Le pont ferroviaire eurasiatique, nouvelle route de la soie du XXIe siècle

La conquête de l’Est

Lorsque le tsar Ivan IV conquiert Kazan en 1554, la Russie tarit définitivement, par la force, le flot des invasions nomades, venues de l’Est. Désormais, elle se tourne vers cet immense territoire. En 1567, deux cosaques traversent la Sibérie et reviennent de Pékin en racontant les immenses territoires et les possibilités commerciales avec l’empire du milieu. Le tsar concédera alors à des marchands de fourrure, les Stroganoff des territoires « à l’Est » (en fait en Sibérie occidentale). Ceux-ci feront appel à 800 cosaques, sous commandement de Yermak pour les protéger. A la toute fin du XVIe siècle, la conquête russe du far-est est lancée, elle mènera les colons russes jusqu’aux portes de San Francisco…
 

De l’Oural au Pacifique

Les chasseurs de fourrure traversent la Sibérie en moins de cinquante ans, et installent des bases sur la route de l’Est, Iénisséisk en 1619, Iakoutsk en 1632, puis la ville d’Okhotsk. En 1649, à l’extrême est de la Sibérie. Au Sud, les Atamans russes affronteront les Chinois pour la conquête de l’Amour. Yeroïeï Khabarov met en déroute une troupe de plusieurs milliers de Chinois avant de reperdre la région et que la paix de Nertchinsk (1689) ne laisse la zone aux Mandchous. Les chasseurs russes remontent alors vers le Nord, et l’Est. Entre 1697 et 1705, le Kamtchatka est conquis. Un mercenaire danois, Vitus Behring, entreprendra une traversée de la Sibérie puis de la mer d’Okhotsk pour enfin traverser, en 1728, le détroit qui porte son nom. En 1741, moins de deux cents ans après l’expédition de Yermak, les Russes abordent l’Amérique du Nord.
________
## DÉFI 1:
Reproduisez à l'identique les lignes des enregistrements, en commençant à celle qui contient « of the shirt » et en allant jusqu'à la fin des enregistrements.
________
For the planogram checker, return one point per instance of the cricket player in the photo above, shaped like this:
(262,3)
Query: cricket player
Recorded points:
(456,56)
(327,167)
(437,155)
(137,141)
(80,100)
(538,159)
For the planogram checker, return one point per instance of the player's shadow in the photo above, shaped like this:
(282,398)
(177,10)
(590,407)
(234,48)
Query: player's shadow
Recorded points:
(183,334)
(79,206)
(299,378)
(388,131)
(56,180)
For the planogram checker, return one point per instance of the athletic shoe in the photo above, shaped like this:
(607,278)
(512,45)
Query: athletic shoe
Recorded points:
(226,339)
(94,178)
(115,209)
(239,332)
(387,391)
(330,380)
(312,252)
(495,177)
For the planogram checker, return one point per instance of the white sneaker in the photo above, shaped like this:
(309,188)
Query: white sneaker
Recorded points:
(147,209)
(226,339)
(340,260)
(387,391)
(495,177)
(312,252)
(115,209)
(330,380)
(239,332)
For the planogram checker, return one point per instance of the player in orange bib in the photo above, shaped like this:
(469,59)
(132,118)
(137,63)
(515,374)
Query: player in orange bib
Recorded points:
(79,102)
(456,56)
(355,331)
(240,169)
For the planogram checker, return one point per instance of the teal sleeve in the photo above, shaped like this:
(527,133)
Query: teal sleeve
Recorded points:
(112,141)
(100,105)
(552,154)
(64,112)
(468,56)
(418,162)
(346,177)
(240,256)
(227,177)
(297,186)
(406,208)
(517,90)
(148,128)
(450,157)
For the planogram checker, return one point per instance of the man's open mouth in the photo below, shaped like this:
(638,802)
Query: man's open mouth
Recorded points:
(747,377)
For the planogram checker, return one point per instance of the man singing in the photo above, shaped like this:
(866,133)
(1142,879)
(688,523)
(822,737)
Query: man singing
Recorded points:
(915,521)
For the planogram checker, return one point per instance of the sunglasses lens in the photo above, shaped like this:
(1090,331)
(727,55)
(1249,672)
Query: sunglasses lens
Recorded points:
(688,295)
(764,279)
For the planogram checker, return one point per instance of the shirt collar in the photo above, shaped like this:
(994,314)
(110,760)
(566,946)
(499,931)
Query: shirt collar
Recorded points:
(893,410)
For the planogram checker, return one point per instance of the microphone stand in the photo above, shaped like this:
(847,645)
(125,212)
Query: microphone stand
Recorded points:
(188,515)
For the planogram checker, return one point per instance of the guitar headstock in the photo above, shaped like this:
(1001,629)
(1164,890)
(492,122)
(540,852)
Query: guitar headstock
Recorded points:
________
## DÉFI 2:
Recopiez mot pour mot le texte sur la conquête russe de la Sibérie, en commençant à « Les chasseurs de » et en terminant à « l’Amérique du Nord. ».

## RÉPONSE 1:
For the planogram checker, return one point per instance of the shirt collar in the photo above, shaped like this:
(994,314)
(110,760)
(566,946)
(499,931)
Query: shirt collar
Recorded points:
(893,410)
For the planogram checker, return one point per instance of the microphone stand in the photo above, shaped like this:
(847,645)
(125,212)
Query: microphone stand
Recorded points:
(188,515)
For the planogram checker, return one point per instance of the guitar headstock in the photo above, shaped like this:
(1001,629)
(1164,890)
(492,122)
(540,852)
Query: guitar headstock
Recorded points:

## RÉPONSE 2:
Les chasseurs de fourrure traversent la Sibérie en moins de cinquante ans, et installent des bases sur la route de l’Est, Iénisséisk en 1619, Iakoutsk en 1632, puis la ville d’Okhotsk. En 1649, à l’extrême est de la Sibérie. Au Sud, les Atamans russes affronteront les Chinois pour la conquête de l’Amour. Yeroïeï Khabarov met en déroute une troupe de plusieurs milliers de Chinois avant de reperdre la région et que la paix de Nertchinsk (1689) ne laisse la zone aux Mandchous. Les chasseurs russes remontent alors vers le Nord, et l’Est. Entre 1697 et 1705, le Kamtchatka est conquis. Un mercenaire danois, Vitus Behring, entreprendra une traversée de la Sibérie puis de la mer d’Okhotsk pour enfin traverser, en 1728, le détroit qui porte son nom. En 1741, moins de deux cents ans après l’expédition de Yermak, les Russes abordent l’Amérique du Nord.